--- 本文 ---
まずは、課税売上高が何のために必要なのか、その基本的な役割を解説します。

その上で、多くの事業主が混同しがちな「売上高」や「所得」といった用語との違いをわかりやすく解説していきます。

消費税の納税義務を判断するための金額

課税売上高とは、消費税を納める義務があるかどうかを判断するために用いられる金額のことです。

原則として、個人事業主の場合は2年前(基準期間)の課税売上高が1,000万円を超えると、その年は消費税の納税義務が発生します。この納税義務がある事業者を「課税事業者」と呼びます。

このように、課税売上高は消費税の納税において非常に重要な指標となります。

売上高・課税売上高・所得の違い

事業を行う上で、「売上高」「所得」といった言葉が出てきますが、これらと「課税売上高」は異なります。それぞれの関係性を理解することが重要です。

売上高・所得・利益との違い

  • 売上高
    事業活動によって得られた年間の総売上のことです。消費税の課税対象とならない取引(非課税取引・不課税取引)の売上もすべて含んだ金額を指します。
  • 課税売上高
    「売上高」のうち、消費税の課税対象となる取引の売上合計額を指します。土地の売却代金や住宅の家賃収入、給与や寄付金などは含まれません。
  • 所得
    年間の総売上である「売上高」から、仕入れや経費などを差し引いた事業の儲けの部分です。所得税の計算の基礎となる金額であり、消費税の計算で用いる課税売上高とは異なります。

自身の課税売上高は、確定申告書・決算書のここを確認

自身の課税売上高は、決算書(または収支内訳書)の1ページ目、左上にある「売上(収入)金額」の欄を確認します。この金額が、原則として課税売上高の基になります。


出典:国税庁「青色申告決算書」

※上記は、売上の大部分が消費税の課税対象である場合の最も基本的な確認方法です。不動産家賃収入(非課税)などが含まれる場合は、別途計算が必要になることがあります。

課税売上高の計算方法

ここでは、ご自身でいちから課税売上高を計算する必要がある方向けに、その具体的な方法を解説します。

課税売上高の計算式

課税売上高は、以下の計算式で算出します。

  • 課税売上高 = 
    消費税の課税対象となる取引の売上高 + 輸出取引などの免税売上高 - 売上に関する返品・値引き・割戻の合計額

計算に含めるもの・含めないもの

年間の総売上の中には、課税売上高の計算に「含めるもの」と「含めないもの」があります。

事業に関連する収入でも、消費税の性質上、対象外となる取引があるため注意が必要です。

▼ 計算に含める取引(例)


  • 課税取引

    商品の販売、サービスの提供など、対価を得て行う国内取引が該当します。
    事業用資産(車や備品など)の売却収入も含まれます。
  • 免税取引

    商品の輸出や、国際輸送、外国事業者へのサービス提供(国内で直接便益を受けるものは除く)などが該当します。


計算に含めない取引(例)

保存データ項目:
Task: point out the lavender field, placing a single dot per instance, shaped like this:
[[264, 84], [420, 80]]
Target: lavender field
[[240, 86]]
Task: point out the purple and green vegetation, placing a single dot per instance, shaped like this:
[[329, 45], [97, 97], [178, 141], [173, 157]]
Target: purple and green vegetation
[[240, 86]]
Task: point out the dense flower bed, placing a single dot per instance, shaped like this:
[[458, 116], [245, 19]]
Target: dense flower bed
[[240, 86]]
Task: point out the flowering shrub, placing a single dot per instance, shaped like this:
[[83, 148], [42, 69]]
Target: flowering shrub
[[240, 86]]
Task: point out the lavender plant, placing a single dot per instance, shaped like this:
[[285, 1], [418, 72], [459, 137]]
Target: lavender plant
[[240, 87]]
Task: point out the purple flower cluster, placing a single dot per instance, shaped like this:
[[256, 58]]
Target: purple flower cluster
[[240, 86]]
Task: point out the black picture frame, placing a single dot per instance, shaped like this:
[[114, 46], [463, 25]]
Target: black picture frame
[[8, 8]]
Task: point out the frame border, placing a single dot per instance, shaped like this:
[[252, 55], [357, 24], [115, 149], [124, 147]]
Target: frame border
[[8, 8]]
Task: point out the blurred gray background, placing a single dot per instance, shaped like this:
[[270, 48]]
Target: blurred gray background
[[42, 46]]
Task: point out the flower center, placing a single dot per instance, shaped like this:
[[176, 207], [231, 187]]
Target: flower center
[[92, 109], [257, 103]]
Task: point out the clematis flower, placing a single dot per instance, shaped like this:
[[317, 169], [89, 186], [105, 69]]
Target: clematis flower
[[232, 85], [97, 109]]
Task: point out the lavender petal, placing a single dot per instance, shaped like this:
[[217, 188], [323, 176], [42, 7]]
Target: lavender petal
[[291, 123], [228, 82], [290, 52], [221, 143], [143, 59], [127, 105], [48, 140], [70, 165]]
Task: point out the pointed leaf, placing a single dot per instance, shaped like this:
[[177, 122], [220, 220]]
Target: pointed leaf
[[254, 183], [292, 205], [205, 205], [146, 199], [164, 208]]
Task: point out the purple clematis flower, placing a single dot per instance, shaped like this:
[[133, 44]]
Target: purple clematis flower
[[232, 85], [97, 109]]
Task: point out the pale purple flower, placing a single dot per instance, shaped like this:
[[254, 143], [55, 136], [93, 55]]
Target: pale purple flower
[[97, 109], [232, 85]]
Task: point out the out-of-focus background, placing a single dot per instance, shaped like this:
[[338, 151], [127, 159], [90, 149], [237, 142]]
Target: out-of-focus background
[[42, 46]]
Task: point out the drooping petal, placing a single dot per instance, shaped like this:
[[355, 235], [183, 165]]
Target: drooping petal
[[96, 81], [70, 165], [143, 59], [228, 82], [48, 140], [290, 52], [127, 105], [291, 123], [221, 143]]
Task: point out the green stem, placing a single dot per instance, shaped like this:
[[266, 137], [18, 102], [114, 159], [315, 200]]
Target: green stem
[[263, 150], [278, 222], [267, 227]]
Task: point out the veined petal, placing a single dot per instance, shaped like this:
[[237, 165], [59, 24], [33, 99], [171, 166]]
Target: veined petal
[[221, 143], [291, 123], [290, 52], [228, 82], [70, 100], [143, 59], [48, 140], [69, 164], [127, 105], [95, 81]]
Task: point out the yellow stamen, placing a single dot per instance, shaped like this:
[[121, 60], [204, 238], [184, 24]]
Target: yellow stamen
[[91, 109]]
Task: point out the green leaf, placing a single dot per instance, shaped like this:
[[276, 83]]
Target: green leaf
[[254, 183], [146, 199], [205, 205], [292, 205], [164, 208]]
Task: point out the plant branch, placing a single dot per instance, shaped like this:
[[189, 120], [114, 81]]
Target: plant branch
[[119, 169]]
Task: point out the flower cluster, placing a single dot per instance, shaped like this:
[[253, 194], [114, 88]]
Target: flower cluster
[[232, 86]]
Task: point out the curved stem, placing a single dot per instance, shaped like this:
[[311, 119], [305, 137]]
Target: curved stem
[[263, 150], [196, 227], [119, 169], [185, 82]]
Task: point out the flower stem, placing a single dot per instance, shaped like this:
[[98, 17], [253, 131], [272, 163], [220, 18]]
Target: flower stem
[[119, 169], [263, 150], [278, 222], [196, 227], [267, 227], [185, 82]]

--- 課題の条件 ---
課税売上高を解説した本文を、最後の行の後から続けて書いてください。 記録はこの作業には一切関係しない。

--- 想定解答 ---
  • 非課税取引

    消費税の性格や社会政策的な配慮から課税対象とされていない取引です。

    例:土地の譲渡・貸付、住宅用の家賃収入、有価証券の譲渡、社会保険医療の給付など。
  • 不課税取引(課税対象外)

    消費税の課税要件を満たさない取引です。

    例:給与や賃金、寄付金、国や自治体からの補助金、保険金、配当金など。

計算は「税抜」「税込」どちらで行うか

課税売上高を計算する際は、原則として「税抜」の金額で計算します。

ただし、計算対象の年(基準期間)において免税事業者であった場合は例外です。その期間の売上には消費税という概念が含まれていないため、「税込」の売上金額がそのまま課税売上高となります。

課税売上高が1,000万円を超えたらどうなる?

年間の課税売上高が1,000万円を超えると、消費税を納める義務が発生します。

ここでは、具体的に「いつから」納税義務が始まるのか、その判定の仕組みについて、わかりやすく解説します。

消費税の納税義務が発生するタイミング

原則として、課税売上高が1,000万円を超えた年の「2年後」から、消費税の納税義務が発生します。

たとえば、2023年の課税売上高が1,000万円を超えた場合、2025年から消費税を納める「課税事業者」となります。すぐに翌年から義務が発生するわけではない、という点を押さえておきましょう。

納税義務の判定時期:「基準期間」と「特定期間」

消費税の納税義務は、主に「基準期間」の課税売上高で判定されますが、「特定期間」という特例的な判定ルールも存在します。いつの売上が、いつの納税義務に影響するのか、図で確認しましょう。

基準期間とは

基準期間とは、原則として「前々年」のことを指します。この2年前の課税売上高が1,000万円を超えているかどうかで、現在の年の納税義務を判定するのが基本ルールです。

特定期間とは

特定期間とは、原則として「前年の1月1日から6月30日までの半年間」のことを指します。

基準期間(前々年)の課税売上高が1,000万円以下でも、この特定期間の課税売上高が1,000万円超に加え、給与等の支払金額1,000万超の場合は、その年から課税事業者となります。これは、売上が急に伸びた事業者に対応するための特例ルールです。

課税事業者になる場合に必要となる手続き

課税事業者になることが決まったら、いくつかの手続きが必要です。ご自身の状況に合わせて、必要な対応を確認していきましょう。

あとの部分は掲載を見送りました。